#### [What the exercise asks]
Could you give back the records exactly, taking out the pictures?

#### [Information supplied]
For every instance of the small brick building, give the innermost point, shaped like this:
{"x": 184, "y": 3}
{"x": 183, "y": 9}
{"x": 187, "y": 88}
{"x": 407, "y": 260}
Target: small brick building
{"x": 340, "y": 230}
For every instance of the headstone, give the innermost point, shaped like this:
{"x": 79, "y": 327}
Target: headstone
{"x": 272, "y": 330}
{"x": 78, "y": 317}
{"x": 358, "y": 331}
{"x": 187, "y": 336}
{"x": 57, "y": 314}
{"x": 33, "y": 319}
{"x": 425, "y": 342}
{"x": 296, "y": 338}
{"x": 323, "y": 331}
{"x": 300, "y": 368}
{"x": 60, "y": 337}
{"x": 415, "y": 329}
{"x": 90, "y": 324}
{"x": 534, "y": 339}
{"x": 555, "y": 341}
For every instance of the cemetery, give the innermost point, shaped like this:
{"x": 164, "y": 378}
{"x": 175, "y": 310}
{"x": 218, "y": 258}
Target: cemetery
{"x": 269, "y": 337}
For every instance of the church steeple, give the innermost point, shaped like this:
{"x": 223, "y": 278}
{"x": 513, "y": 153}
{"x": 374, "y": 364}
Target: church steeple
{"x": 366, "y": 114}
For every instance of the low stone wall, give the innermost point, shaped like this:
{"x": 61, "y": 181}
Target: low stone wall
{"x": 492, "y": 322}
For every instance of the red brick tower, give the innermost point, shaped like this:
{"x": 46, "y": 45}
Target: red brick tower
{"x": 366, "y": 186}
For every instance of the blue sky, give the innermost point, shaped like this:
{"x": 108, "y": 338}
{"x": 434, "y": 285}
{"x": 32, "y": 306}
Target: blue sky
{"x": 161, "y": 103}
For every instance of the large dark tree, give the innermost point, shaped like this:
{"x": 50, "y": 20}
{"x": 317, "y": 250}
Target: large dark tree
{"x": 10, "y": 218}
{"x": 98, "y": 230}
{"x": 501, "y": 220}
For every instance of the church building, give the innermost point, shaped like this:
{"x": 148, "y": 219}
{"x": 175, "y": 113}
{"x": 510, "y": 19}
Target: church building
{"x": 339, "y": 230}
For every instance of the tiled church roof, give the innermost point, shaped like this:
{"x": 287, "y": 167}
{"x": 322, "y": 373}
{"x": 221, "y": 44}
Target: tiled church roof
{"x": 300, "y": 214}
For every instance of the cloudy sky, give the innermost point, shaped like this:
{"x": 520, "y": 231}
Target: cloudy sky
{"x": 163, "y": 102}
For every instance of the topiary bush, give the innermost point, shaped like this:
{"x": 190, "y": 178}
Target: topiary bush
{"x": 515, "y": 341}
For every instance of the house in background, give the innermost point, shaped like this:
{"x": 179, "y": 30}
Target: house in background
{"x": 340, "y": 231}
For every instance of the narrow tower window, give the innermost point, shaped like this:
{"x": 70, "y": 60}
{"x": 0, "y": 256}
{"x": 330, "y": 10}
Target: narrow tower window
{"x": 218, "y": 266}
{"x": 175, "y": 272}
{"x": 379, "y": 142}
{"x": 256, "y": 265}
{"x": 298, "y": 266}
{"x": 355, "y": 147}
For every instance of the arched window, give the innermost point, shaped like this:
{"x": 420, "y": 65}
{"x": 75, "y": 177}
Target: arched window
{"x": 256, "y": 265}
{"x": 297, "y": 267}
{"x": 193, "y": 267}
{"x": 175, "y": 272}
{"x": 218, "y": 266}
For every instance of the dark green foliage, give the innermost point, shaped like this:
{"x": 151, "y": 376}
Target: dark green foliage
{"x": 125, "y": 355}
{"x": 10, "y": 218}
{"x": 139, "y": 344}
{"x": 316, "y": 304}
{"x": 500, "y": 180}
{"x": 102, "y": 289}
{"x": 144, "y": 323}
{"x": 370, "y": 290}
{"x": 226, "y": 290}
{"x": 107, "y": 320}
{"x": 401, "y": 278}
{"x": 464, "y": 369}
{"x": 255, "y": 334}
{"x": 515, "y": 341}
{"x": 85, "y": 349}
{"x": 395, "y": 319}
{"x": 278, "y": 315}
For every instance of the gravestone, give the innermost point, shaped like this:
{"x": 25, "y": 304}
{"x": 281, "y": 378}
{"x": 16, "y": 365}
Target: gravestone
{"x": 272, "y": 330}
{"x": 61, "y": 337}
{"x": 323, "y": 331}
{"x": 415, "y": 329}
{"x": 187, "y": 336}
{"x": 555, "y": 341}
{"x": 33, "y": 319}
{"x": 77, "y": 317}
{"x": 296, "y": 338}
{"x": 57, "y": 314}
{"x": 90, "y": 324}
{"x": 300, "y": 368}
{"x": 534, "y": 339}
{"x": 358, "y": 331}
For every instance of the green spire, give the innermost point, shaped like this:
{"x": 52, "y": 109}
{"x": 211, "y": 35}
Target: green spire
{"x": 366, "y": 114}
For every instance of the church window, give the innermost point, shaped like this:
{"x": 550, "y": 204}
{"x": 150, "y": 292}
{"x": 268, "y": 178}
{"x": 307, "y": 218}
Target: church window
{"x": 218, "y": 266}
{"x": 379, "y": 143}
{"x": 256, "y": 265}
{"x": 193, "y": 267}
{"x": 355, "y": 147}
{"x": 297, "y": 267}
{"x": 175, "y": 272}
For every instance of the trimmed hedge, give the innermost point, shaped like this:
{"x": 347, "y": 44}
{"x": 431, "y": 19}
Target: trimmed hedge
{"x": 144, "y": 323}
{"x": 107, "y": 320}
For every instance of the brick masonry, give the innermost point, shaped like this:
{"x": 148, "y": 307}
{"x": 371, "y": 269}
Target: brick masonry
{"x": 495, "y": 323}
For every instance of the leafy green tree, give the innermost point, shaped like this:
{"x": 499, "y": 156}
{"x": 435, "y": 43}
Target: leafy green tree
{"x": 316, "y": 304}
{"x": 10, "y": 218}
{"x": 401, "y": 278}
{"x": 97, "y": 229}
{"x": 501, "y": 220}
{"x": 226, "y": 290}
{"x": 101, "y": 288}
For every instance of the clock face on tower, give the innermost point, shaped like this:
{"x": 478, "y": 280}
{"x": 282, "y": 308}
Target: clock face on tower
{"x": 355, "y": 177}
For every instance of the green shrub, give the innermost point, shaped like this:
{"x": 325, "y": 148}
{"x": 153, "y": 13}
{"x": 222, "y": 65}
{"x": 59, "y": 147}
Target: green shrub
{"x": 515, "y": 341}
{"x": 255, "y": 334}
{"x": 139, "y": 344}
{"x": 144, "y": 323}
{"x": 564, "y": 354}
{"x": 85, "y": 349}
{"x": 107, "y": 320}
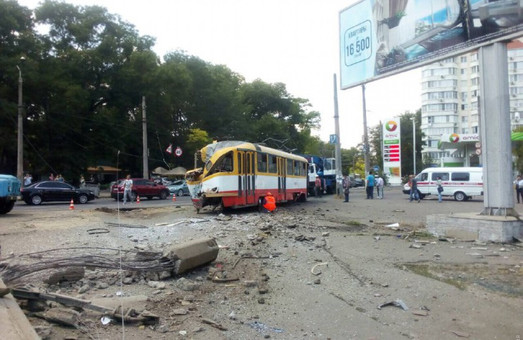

#### [Answer section]
For every instance of the small brick building, give the innermost point, shaped like this:
{"x": 184, "y": 3}
{"x": 183, "y": 9}
{"x": 187, "y": 88}
{"x": 407, "y": 260}
Target: small brick building
{"x": 340, "y": 230}
For every instance of the headstone, give the innermost point, shaped like this:
{"x": 79, "y": 327}
Target: headstone
{"x": 272, "y": 330}
{"x": 78, "y": 317}
{"x": 358, "y": 331}
{"x": 187, "y": 336}
{"x": 57, "y": 314}
{"x": 33, "y": 319}
{"x": 425, "y": 342}
{"x": 296, "y": 338}
{"x": 323, "y": 331}
{"x": 300, "y": 368}
{"x": 60, "y": 337}
{"x": 415, "y": 329}
{"x": 90, "y": 324}
{"x": 534, "y": 339}
{"x": 555, "y": 341}
For every instance of the cemetery, give the innermost point, shaped like this:
{"x": 164, "y": 378}
{"x": 175, "y": 310}
{"x": 218, "y": 258}
Target: cemetery
{"x": 269, "y": 337}
For every instance of the church steeple, give the innermost point, shaped like this:
{"x": 223, "y": 278}
{"x": 513, "y": 153}
{"x": 374, "y": 364}
Target: church steeple
{"x": 366, "y": 114}
For every instance of the low stone wall, give the innermost point, shaped like this:
{"x": 61, "y": 181}
Target: low stone wall
{"x": 492, "y": 322}
For every instance of the red brick tower, give the innermost point, shaped like this:
{"x": 46, "y": 45}
Target: red brick tower
{"x": 366, "y": 186}
For every instance of the blue sky, give the innermost point, shaped like this:
{"x": 108, "y": 338}
{"x": 434, "y": 285}
{"x": 32, "y": 306}
Target: blue sky
{"x": 161, "y": 103}
For every instance of the large dark tree, give the innermost point, shaped like this:
{"x": 50, "y": 20}
{"x": 317, "y": 250}
Target: large dark tree
{"x": 10, "y": 218}
{"x": 98, "y": 230}
{"x": 501, "y": 220}
For every instance of the church building, give the innermost point, shaped like this:
{"x": 148, "y": 219}
{"x": 175, "y": 113}
{"x": 510, "y": 19}
Target: church building
{"x": 339, "y": 230}
For every instance of the tiled church roof, give the innermost point, shaped like this:
{"x": 287, "y": 167}
{"x": 322, "y": 373}
{"x": 221, "y": 44}
Target: tiled church roof
{"x": 300, "y": 214}
For every instance of the cloudy sky, give the innermost point, shaped like this:
{"x": 520, "y": 231}
Target: cloudy sky
{"x": 163, "y": 102}
For every instance of the topiary bush, give the innermost point, shaped like this:
{"x": 190, "y": 178}
Target: topiary bush
{"x": 515, "y": 341}
For every instance of the house in background, give the innermost point, shaped like this:
{"x": 179, "y": 30}
Target: house in background
{"x": 340, "y": 231}
For every instance of the narrow tower window, give the innermost point, shaped like this:
{"x": 70, "y": 60}
{"x": 0, "y": 256}
{"x": 330, "y": 10}
Target: narrow tower window
{"x": 218, "y": 266}
{"x": 175, "y": 272}
{"x": 379, "y": 142}
{"x": 256, "y": 265}
{"x": 298, "y": 266}
{"x": 355, "y": 147}
For every instance of the arched window, give the innermost point, shaped like this:
{"x": 420, "y": 65}
{"x": 75, "y": 177}
Target: arched window
{"x": 256, "y": 265}
{"x": 297, "y": 267}
{"x": 193, "y": 267}
{"x": 175, "y": 272}
{"x": 218, "y": 266}
For every instance of the dark green foliage, give the innermost point, shaped like this:
{"x": 151, "y": 376}
Target: dark green foliage
{"x": 125, "y": 355}
{"x": 10, "y": 218}
{"x": 139, "y": 344}
{"x": 316, "y": 304}
{"x": 500, "y": 180}
{"x": 102, "y": 289}
{"x": 144, "y": 323}
{"x": 370, "y": 290}
{"x": 226, "y": 290}
{"x": 107, "y": 320}
{"x": 401, "y": 278}
{"x": 464, "y": 369}
{"x": 255, "y": 334}
{"x": 515, "y": 341}
{"x": 85, "y": 349}
{"x": 395, "y": 319}
{"x": 278, "y": 315}
For every instance of the gravestone, give the innermost point, shaped like this:
{"x": 25, "y": 304}
{"x": 281, "y": 378}
{"x": 16, "y": 365}
Target: gravestone
{"x": 272, "y": 330}
{"x": 61, "y": 337}
{"x": 323, "y": 331}
{"x": 415, "y": 329}
{"x": 187, "y": 336}
{"x": 555, "y": 341}
{"x": 33, "y": 319}
{"x": 77, "y": 317}
{"x": 296, "y": 338}
{"x": 57, "y": 314}
{"x": 90, "y": 324}
{"x": 300, "y": 368}
{"x": 534, "y": 339}
{"x": 358, "y": 331}
For every instance of the green spire, give the innermost point, shaped like this:
{"x": 52, "y": 109}
{"x": 211, "y": 35}
Target: green spire
{"x": 366, "y": 114}
For every instance of the church window, give the innermost point, shaped like this:
{"x": 550, "y": 204}
{"x": 150, "y": 292}
{"x": 268, "y": 178}
{"x": 307, "y": 218}
Target: church window
{"x": 218, "y": 266}
{"x": 379, "y": 143}
{"x": 256, "y": 265}
{"x": 193, "y": 267}
{"x": 355, "y": 147}
{"x": 297, "y": 267}
{"x": 175, "y": 272}
For every instance of the trimmed hedge, give the innermost point, shaped like this:
{"x": 347, "y": 44}
{"x": 431, "y": 19}
Target: trimmed hedge
{"x": 144, "y": 323}
{"x": 107, "y": 320}
For every instance of the brick masonry, give the innermost point, shaped like this:
{"x": 148, "y": 307}
{"x": 371, "y": 269}
Target: brick masonry
{"x": 495, "y": 323}
For every instance of the leafy green tree, give the innermost point, shaped like this:
{"x": 499, "y": 156}
{"x": 435, "y": 43}
Target: leafy green tree
{"x": 316, "y": 304}
{"x": 10, "y": 218}
{"x": 401, "y": 278}
{"x": 97, "y": 229}
{"x": 501, "y": 220}
{"x": 226, "y": 290}
{"x": 101, "y": 288}
For every instance of the clock face on tower, give the innermost point, shaped like this:
{"x": 478, "y": 280}
{"x": 282, "y": 308}
Target: clock face on tower
{"x": 355, "y": 177}
For every instance of the green shrub, give the innermost point, shaped like this:
{"x": 325, "y": 148}
{"x": 153, "y": 13}
{"x": 222, "y": 65}
{"x": 59, "y": 147}
Target: green shrub
{"x": 515, "y": 341}
{"x": 255, "y": 334}
{"x": 139, "y": 344}
{"x": 144, "y": 323}
{"x": 564, "y": 354}
{"x": 85, "y": 349}
{"x": 107, "y": 320}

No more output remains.